Work request
Every record below, from first to last: print it exactly as shown.

[Source information — start]

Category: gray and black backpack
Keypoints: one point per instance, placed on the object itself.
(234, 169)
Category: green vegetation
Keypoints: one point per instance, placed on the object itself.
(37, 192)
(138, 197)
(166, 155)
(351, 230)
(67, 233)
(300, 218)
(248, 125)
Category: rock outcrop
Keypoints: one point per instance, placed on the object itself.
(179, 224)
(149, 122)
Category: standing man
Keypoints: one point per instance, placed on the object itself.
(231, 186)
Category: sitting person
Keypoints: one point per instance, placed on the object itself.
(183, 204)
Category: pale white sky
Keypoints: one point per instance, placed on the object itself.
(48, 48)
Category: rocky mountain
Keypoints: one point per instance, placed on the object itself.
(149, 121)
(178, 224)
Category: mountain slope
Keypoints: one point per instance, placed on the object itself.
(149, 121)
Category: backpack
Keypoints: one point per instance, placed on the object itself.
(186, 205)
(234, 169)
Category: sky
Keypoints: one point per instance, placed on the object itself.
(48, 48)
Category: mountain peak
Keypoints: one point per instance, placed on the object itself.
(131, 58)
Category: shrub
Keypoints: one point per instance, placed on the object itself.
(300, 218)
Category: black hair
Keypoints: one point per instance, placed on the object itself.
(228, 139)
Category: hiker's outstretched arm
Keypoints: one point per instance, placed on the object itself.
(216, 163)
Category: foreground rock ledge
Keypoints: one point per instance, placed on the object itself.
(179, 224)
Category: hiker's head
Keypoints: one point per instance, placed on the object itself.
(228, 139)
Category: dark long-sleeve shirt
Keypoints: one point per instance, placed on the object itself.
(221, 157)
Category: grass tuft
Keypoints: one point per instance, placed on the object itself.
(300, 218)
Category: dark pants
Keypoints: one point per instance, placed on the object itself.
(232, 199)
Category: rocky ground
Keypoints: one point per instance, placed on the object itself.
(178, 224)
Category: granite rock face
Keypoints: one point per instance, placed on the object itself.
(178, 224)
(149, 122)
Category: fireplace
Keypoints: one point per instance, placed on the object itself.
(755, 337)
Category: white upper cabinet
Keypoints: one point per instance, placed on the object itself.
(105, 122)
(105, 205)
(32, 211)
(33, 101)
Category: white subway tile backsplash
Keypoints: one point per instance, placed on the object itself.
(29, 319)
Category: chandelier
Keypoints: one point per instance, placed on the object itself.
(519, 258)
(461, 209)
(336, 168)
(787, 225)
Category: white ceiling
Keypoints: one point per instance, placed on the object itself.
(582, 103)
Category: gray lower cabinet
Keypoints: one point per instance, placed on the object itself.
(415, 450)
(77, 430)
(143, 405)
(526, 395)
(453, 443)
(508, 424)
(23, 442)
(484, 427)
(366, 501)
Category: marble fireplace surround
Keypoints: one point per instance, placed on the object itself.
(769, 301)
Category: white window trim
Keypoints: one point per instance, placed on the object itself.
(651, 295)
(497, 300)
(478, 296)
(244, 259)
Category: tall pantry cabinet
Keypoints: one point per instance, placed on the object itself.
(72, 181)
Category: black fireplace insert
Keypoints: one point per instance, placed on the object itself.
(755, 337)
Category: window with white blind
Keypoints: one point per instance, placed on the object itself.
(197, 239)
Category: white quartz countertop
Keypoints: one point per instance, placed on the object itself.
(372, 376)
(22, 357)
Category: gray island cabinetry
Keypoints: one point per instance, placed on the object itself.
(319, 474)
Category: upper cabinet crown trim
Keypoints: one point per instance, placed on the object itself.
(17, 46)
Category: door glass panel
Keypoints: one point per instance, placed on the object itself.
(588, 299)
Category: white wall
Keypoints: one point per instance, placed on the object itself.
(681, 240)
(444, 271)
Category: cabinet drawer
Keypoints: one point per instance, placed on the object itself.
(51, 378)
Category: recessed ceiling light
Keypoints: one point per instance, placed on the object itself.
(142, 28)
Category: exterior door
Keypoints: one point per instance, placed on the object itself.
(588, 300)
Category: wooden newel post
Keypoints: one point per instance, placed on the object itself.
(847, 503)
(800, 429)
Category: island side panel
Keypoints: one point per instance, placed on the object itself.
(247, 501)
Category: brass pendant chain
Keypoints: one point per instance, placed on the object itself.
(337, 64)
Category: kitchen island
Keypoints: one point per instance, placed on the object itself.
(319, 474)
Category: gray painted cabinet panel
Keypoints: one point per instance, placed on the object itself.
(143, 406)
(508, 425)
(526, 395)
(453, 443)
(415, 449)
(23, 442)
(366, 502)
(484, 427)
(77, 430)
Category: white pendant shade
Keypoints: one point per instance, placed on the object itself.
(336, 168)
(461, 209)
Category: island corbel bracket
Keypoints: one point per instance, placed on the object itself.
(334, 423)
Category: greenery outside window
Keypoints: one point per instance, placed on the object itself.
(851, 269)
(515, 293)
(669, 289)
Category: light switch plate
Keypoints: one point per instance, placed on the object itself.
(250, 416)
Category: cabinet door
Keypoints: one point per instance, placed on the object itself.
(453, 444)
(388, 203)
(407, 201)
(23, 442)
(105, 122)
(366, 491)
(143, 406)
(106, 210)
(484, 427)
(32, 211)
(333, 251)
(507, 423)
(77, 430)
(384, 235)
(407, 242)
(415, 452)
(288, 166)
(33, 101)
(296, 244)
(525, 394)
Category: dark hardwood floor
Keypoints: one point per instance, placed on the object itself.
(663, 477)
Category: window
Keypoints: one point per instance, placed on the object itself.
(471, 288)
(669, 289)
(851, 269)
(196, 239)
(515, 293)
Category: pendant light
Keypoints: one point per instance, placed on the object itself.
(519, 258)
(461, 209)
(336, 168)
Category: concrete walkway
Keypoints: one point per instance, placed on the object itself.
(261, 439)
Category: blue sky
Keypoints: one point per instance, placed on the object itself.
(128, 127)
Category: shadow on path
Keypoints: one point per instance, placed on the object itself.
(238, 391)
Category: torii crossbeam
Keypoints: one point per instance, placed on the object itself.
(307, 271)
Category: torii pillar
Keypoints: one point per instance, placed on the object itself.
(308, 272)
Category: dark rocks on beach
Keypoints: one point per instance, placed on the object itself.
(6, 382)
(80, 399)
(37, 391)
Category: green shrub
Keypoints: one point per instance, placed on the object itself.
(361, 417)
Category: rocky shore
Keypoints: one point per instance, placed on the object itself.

[Source information — finish]

Finished exercise
Category: gray and black backpack
Keypoints: one point per instance, placed on the object itself.
(234, 169)
Category: green vegetation
Keypoints: one point per instance, placed on the object itself.
(37, 192)
(138, 197)
(166, 155)
(351, 230)
(67, 233)
(300, 218)
(248, 125)
Category: rock outcrop
Keypoints: one point per instance, placed on the object itself.
(179, 224)
(149, 122)
Category: standing man
Keypoints: one point per instance, placed on the object itself.
(231, 186)
Category: sitting person
Keypoints: one point per instance, placed on the object itself.
(183, 204)
Category: pale white sky
Keypoints: one point per instance, placed on the object itself.
(48, 48)
Category: rocky mountain
Keypoints: one point per instance, placed on the object itself.
(149, 121)
(178, 224)
Category: mountain slope
Keypoints: one point per instance, placed on the object itself.
(149, 121)
Category: backpack
Keypoints: one point per instance, placed on the object itself.
(186, 205)
(234, 169)
Category: sky
Keypoints: one point per instance, placed on the object itself.
(48, 48)
Category: mountain peak
Keypoints: one point per instance, placed on the object itself.
(131, 58)
Category: shrub
Keypoints: one point per instance, placed on the object itself.
(300, 218)
Category: black hair
Keypoints: one point per instance, placed on the object itself.
(228, 139)
Category: hiker's outstretched arm
Keypoints: one point per instance, placed on the object itself.
(216, 163)
Category: foreground rock ledge
Keypoints: one point per instance, placed on the object itself.
(179, 224)
Category: hiker's head
Keypoints: one point per instance, placed on the object itself.
(228, 139)
Category: dark long-sleeve shirt
Keypoints: one point per instance, placed on the object itself.
(221, 157)
Category: grass tuft
Keypoints: one point per instance, placed on the object itself.
(300, 218)
Category: dark pants
Keypoints: one point per instance, placed on the object itself.
(232, 199)
Category: rocky ground
Keypoints: one point per instance, placed on the object itself.
(178, 224)
Category: granite rock face
Keypoints: one point per instance, placed on the object itself.
(178, 224)
(149, 122)
Category: fireplace
Keypoints: one point per instance, placed on the object itself.
(755, 337)
Category: white upper cabinet
Keypoints: one point per instance, placed on the object itself.
(105, 122)
(105, 205)
(32, 211)
(33, 101)
Category: white subway tile backsplash
Keypoints: one point per instance, placed on the object itself.
(29, 319)
Category: chandelier
Keypoints: one point per instance, placed on the object itself.
(519, 258)
(461, 209)
(336, 168)
(787, 225)
Category: white ceiling
Keypoints: one point per instance, placed on the object itself.
(582, 103)
Category: gray lower cabinet
Keypoints: one point per instance, placed on the object itself.
(415, 450)
(77, 430)
(143, 405)
(526, 395)
(453, 443)
(508, 424)
(23, 442)
(484, 427)
(366, 501)
Category: marble fireplace surround
Keypoints: one point per instance, placed on the object itself.
(769, 301)
Category: white window trim
Keypoints: one point per instance, placed on the object itself.
(651, 295)
(497, 300)
(478, 296)
(244, 259)
Category: tall pantry cabinet
Keypoints: one point per instance, placed on the object itself.
(72, 181)
Category: black fireplace insert
Keypoints: one point per instance, placed on the object itself.
(755, 337)
Category: window with white blind
Keypoints: one point per instance, placed on the object itself.
(197, 239)
Category: white quartz countertop
Keypoints: one point per instance, placed on the object itself.
(372, 376)
(22, 357)
Category: gray island cabinetry
Keypoints: one point per instance, placed on the object itself.
(319, 474)
Category: upper cabinet crown trim
Keypoints: one point per instance, placed on the object itself.
(17, 46)
Category: door glass panel
Keypoints: one point per instance, placed on the object itself.
(588, 299)
Category: white wall
Keypoints: one point per instance, placed on the object itself.
(681, 240)
(444, 271)
Category: cabinet drawer
Keypoints: one point per instance, placed on the object itself.
(51, 378)
Category: recessed ceiling light
Keypoints: one point per instance, placed on the object itself.
(142, 28)
Category: exterior door
Keypoints: one point per instance, placed on the object itself.
(588, 300)
Category: wooden newel post
Keypoints: one point per instance, placed on the object itself.
(847, 503)
(800, 429)
Category: island side panel
Keypoints: one point per instance, placed on the object itself.
(247, 501)
Category: brass pendant chain
Keypoints: one point per instance, placed on the object itself.
(337, 64)
Category: kitchen island
Keypoints: one point per instance, placed on the object itself.
(319, 474)
Category: gray painted cabinet panel
Keypoints: one point per instance, placed on the object itself.
(143, 406)
(508, 425)
(526, 395)
(453, 443)
(415, 449)
(23, 442)
(366, 502)
(484, 427)
(77, 430)
Category: white pendant shade
Keypoints: one point per instance, placed on the object itself.
(336, 168)
(461, 209)
Category: island corbel bracket
Keypoints: one point per instance, placed on the object itself.
(334, 423)
Category: greenery outside window
Keypoints: one point per instance, placed on the object itself.
(851, 269)
(515, 293)
(669, 289)
Category: light switch plate
Keypoints: one point per instance, placed on the object itself.
(250, 416)
Category: cabinet door
Keypoints: one point per instance, placed on the object itself.
(453, 444)
(388, 203)
(407, 201)
(23, 442)
(105, 122)
(366, 491)
(143, 406)
(106, 210)
(484, 427)
(32, 211)
(333, 251)
(507, 423)
(77, 430)
(384, 235)
(407, 242)
(415, 452)
(288, 166)
(33, 101)
(296, 244)
(525, 394)
Category: dark hardwood floor
Keypoints: one point per instance, placed on the object itself.
(663, 477)
Category: window
Keypoints: one point per instance, placed on the object itself.
(471, 288)
(669, 289)
(851, 269)
(196, 239)
(515, 293)
Category: pendant light
Keypoints: one point per instance, placed on the object itself.
(519, 258)
(461, 209)
(336, 168)
Category: concrete walkway
Keypoints: one point per instance, placed on the object itself.
(261, 439)
Category: blue sky
Keypoints: one point per instance, placed on the object itself.
(128, 127)
Category: shadow on path
Keypoints: one point per instance, placed on the object itself.
(238, 391)
Category: torii crossbeam
Keypoints: one point per instance, placed on the object itself.
(307, 271)
Category: torii pillar
Keypoints: one point per instance, placed on the object itself.
(308, 272)
Category: dark rocks on beach
Keypoints: one point per instance, placed on the object itself.
(6, 382)
(80, 399)
(37, 391)
Category: green shrub
Keypoints: one point per instance, placed on the object itself.
(361, 417)
Category: rocky shore
Keypoints: one point per instance, placed on the object itself.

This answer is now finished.